(begin)

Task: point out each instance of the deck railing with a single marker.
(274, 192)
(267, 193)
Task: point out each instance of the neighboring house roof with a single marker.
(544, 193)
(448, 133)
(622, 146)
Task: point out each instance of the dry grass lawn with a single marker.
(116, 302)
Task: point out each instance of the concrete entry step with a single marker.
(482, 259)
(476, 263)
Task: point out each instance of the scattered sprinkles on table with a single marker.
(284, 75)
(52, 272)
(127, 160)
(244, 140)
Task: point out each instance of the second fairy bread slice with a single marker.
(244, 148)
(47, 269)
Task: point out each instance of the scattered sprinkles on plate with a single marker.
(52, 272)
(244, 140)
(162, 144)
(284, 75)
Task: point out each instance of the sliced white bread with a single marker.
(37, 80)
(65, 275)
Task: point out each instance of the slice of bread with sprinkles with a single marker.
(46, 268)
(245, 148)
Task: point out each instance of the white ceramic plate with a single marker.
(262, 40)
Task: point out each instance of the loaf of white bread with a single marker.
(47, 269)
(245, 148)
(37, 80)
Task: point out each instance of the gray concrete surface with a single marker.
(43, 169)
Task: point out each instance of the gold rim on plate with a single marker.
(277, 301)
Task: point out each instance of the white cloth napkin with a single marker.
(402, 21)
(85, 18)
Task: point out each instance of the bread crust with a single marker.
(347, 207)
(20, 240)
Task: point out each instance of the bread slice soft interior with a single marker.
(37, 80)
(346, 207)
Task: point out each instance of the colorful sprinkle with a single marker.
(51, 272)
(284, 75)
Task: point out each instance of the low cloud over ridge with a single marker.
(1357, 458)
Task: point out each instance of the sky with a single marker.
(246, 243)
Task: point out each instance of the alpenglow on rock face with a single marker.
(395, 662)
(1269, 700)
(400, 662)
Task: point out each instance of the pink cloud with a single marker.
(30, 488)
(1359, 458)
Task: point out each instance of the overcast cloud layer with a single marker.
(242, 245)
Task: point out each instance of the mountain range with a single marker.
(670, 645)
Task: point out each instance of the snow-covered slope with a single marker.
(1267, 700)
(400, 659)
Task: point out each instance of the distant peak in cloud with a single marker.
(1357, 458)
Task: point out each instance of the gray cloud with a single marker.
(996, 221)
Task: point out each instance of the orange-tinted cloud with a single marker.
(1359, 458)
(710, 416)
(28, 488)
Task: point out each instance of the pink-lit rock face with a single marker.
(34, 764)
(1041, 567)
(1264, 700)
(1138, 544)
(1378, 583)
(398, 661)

(end)

▶ [WHAT TO PRODUCE] Could you edit everything from the line containing "Task: point out each instance of the sky" down to the end of the records so that "rock face" becomes "cliff face", leave the rest unchanged, and return only those lines?

▶ [PROBLEM SOLUTION]
Task: point out each instance of the sky with a single marker.
(246, 243)
Task: point out each instance of the alpenglow on cliff face with a single marker.
(395, 662)
(1269, 700)
(400, 662)
Task: point out each instance of the pink cloud with a single marker.
(30, 488)
(1359, 458)
Task: point out each instance of the overcast cloud layer with a single marker.
(242, 245)
Task: point out each instance of the mountain range with a single marker.
(670, 645)
Task: point out each instance of the snow-covered slope with a single marker.
(1267, 700)
(400, 659)
Task: point out each instance of the distant peak in cloud with a single marker.
(1357, 458)
Task: point out each instance of the gray cloud with a single marker.
(996, 221)
Task: point out each instance of the orange-tinted cloud with a single marker.
(1359, 458)
(710, 416)
(28, 488)
Task: point out each instance of the pink-lit cliff face with a single marker.
(34, 764)
(1041, 567)
(1264, 700)
(1138, 544)
(1378, 583)
(398, 661)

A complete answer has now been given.